== Input data ==
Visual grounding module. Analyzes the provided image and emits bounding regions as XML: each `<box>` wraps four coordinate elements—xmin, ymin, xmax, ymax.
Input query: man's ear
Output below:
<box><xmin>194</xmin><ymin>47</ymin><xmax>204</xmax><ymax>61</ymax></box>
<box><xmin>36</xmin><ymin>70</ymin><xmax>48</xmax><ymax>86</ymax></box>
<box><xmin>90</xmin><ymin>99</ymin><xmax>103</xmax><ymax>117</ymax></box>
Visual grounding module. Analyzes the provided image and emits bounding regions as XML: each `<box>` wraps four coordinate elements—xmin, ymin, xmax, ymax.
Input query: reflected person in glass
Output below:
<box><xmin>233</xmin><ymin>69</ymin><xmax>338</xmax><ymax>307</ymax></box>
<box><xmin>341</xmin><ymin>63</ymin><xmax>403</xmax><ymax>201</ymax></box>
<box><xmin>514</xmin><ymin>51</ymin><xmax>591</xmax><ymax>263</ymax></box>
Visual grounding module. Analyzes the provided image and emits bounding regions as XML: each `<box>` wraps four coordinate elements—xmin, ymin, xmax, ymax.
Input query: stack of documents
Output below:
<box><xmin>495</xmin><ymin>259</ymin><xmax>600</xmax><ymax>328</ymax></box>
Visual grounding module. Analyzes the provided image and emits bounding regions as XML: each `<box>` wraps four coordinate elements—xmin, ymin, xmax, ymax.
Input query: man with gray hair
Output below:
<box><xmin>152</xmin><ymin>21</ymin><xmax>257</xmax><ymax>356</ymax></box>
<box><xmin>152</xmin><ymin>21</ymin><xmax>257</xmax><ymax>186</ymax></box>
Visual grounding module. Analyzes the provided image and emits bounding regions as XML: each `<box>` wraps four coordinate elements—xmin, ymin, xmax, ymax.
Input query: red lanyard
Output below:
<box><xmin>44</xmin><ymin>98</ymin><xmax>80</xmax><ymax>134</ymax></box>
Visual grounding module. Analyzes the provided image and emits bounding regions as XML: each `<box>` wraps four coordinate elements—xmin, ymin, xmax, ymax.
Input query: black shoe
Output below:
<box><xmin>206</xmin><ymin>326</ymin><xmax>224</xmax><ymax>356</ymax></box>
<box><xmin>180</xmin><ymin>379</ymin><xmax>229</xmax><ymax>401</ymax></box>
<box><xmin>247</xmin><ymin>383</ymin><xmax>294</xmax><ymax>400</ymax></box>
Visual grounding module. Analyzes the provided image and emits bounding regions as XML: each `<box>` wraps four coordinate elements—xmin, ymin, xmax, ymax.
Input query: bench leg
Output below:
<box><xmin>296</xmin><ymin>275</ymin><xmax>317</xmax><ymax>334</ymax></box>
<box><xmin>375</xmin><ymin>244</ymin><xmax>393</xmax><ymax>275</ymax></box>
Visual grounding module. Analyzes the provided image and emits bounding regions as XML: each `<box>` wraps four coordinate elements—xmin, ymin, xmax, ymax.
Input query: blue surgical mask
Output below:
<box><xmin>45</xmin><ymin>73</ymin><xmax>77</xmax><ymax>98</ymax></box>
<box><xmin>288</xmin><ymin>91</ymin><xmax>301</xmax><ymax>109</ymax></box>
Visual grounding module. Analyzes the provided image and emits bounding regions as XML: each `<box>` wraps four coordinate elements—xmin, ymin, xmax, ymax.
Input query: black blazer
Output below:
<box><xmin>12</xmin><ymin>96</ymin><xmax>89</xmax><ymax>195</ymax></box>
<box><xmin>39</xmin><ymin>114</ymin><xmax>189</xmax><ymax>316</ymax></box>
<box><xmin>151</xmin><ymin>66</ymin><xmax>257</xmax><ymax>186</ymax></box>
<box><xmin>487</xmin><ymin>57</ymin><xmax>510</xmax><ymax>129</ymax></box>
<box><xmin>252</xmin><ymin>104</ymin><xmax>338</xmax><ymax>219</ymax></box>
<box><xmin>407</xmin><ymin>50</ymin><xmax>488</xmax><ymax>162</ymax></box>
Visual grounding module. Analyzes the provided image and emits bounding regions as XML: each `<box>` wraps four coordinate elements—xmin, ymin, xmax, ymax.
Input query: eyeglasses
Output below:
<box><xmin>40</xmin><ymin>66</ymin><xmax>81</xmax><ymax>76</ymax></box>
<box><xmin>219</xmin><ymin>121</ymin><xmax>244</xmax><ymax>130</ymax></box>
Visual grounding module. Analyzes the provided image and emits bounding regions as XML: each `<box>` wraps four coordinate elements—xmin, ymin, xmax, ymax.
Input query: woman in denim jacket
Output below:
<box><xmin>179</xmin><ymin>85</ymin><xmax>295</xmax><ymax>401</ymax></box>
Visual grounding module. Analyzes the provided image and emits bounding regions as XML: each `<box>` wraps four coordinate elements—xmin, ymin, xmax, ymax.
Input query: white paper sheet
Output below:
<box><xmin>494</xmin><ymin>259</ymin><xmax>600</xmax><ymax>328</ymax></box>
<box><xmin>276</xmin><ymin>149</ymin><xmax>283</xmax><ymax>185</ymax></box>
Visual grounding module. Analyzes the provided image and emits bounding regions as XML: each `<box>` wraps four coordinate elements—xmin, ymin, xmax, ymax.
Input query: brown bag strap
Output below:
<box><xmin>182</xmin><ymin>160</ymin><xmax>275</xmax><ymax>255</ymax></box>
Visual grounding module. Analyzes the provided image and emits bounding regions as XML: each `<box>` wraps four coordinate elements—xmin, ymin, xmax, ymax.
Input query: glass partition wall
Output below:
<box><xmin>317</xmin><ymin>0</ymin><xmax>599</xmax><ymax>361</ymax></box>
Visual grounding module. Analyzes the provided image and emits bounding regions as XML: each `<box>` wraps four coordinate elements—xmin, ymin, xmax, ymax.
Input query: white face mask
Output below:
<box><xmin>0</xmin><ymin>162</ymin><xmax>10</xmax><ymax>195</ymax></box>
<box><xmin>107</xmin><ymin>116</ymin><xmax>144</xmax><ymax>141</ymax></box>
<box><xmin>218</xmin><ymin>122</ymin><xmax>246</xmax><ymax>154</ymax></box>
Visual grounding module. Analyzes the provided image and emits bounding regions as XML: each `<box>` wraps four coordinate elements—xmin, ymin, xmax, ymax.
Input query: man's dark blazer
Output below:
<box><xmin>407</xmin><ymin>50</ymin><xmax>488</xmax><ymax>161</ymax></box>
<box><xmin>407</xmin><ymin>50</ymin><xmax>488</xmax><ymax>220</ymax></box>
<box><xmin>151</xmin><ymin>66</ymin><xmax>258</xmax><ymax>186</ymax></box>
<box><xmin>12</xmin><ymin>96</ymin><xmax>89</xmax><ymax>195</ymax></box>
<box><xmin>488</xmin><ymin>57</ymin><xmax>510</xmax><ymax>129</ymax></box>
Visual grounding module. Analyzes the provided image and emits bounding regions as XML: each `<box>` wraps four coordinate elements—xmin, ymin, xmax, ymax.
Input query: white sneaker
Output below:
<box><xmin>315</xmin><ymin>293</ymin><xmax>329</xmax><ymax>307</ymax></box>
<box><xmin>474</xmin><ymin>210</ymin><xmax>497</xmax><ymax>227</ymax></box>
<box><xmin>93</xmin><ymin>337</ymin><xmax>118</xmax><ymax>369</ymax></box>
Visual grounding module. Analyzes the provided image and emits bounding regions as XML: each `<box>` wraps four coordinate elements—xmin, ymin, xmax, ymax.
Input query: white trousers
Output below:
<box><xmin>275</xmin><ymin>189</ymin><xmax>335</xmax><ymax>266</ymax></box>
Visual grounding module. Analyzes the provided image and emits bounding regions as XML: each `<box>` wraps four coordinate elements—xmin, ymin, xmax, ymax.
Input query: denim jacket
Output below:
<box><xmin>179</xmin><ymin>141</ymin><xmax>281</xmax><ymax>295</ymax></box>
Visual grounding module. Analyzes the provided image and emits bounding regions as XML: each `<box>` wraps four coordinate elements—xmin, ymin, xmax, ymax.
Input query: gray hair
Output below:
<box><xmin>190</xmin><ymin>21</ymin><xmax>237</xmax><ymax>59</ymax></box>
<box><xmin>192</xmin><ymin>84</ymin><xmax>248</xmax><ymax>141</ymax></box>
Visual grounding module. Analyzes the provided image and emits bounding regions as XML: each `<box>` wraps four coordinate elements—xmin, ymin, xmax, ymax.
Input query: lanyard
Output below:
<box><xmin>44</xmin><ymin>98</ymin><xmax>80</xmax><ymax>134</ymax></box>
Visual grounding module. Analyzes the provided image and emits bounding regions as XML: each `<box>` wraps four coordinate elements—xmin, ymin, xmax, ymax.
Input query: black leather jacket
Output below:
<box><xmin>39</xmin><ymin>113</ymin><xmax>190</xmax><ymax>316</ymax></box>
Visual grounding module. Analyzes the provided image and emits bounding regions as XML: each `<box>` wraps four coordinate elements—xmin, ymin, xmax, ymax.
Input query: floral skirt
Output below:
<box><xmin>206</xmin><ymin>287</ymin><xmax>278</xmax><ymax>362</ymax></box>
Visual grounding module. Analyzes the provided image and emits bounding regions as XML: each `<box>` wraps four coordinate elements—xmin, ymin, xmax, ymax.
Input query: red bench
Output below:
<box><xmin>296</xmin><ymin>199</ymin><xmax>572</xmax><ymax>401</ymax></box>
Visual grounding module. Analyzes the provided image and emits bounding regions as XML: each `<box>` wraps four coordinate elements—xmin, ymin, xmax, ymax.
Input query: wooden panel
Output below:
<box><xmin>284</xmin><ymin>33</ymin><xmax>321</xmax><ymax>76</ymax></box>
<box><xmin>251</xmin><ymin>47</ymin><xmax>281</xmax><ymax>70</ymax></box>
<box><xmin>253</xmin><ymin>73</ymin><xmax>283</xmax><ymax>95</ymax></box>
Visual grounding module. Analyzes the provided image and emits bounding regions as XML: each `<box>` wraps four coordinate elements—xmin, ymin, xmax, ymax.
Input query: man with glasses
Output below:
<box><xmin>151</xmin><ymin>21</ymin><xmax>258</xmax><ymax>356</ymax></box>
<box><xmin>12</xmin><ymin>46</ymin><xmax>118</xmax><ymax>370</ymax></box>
===
Please restate, word for word, the lines of the entries that run from the first line through the one holding "Input query: black shoe", and add nothing.

Visual grounding module. Analyzes the provided image and emits bounding regions as XML: each `<box>` wraps four coordinate elements—xmin, ymin, xmax, ymax.
Input query: man's ear
Output below:
<box><xmin>194</xmin><ymin>47</ymin><xmax>204</xmax><ymax>61</ymax></box>
<box><xmin>36</xmin><ymin>70</ymin><xmax>48</xmax><ymax>86</ymax></box>
<box><xmin>90</xmin><ymin>99</ymin><xmax>103</xmax><ymax>117</ymax></box>
Visual grounding module. Analyzes the provided image and emits bounding regions as XML: each `<box>` wraps four coordinate elements—xmin, ymin, xmax, ymax.
Input query: reflected person in glass
Output below:
<box><xmin>233</xmin><ymin>69</ymin><xmax>338</xmax><ymax>307</ymax></box>
<box><xmin>341</xmin><ymin>63</ymin><xmax>403</xmax><ymax>201</ymax></box>
<box><xmin>514</xmin><ymin>51</ymin><xmax>591</xmax><ymax>263</ymax></box>
Visual grounding module. Analyzes the provided image and emits bounding regions as XML: each `<box>` wraps four coordinate elements—xmin, ymin, xmax, ymax.
Input query: stack of documents
Output below:
<box><xmin>495</xmin><ymin>259</ymin><xmax>600</xmax><ymax>328</ymax></box>
Visual grounding module. Analyzes the provided image and emits bounding regions as XML: each `<box>` wraps four coordinate elements—xmin, ymin, xmax, ymax.
Input query: man with gray hair
Output below:
<box><xmin>152</xmin><ymin>21</ymin><xmax>257</xmax><ymax>356</ymax></box>
<box><xmin>152</xmin><ymin>21</ymin><xmax>257</xmax><ymax>186</ymax></box>
Visual grounding module. Analyzes the provided image and emits bounding regions as XML: each `<box>` wraps four coordinate elements—xmin, ymin, xmax, ymax.
Input query: red lanyard
Output below:
<box><xmin>44</xmin><ymin>98</ymin><xmax>80</xmax><ymax>134</ymax></box>
Visual grounding module. Analyzes the provided image and emits bounding regions as XML: each `<box>` wraps four coordinate elements—xmin, ymin, xmax, ymax.
Input query: black shoe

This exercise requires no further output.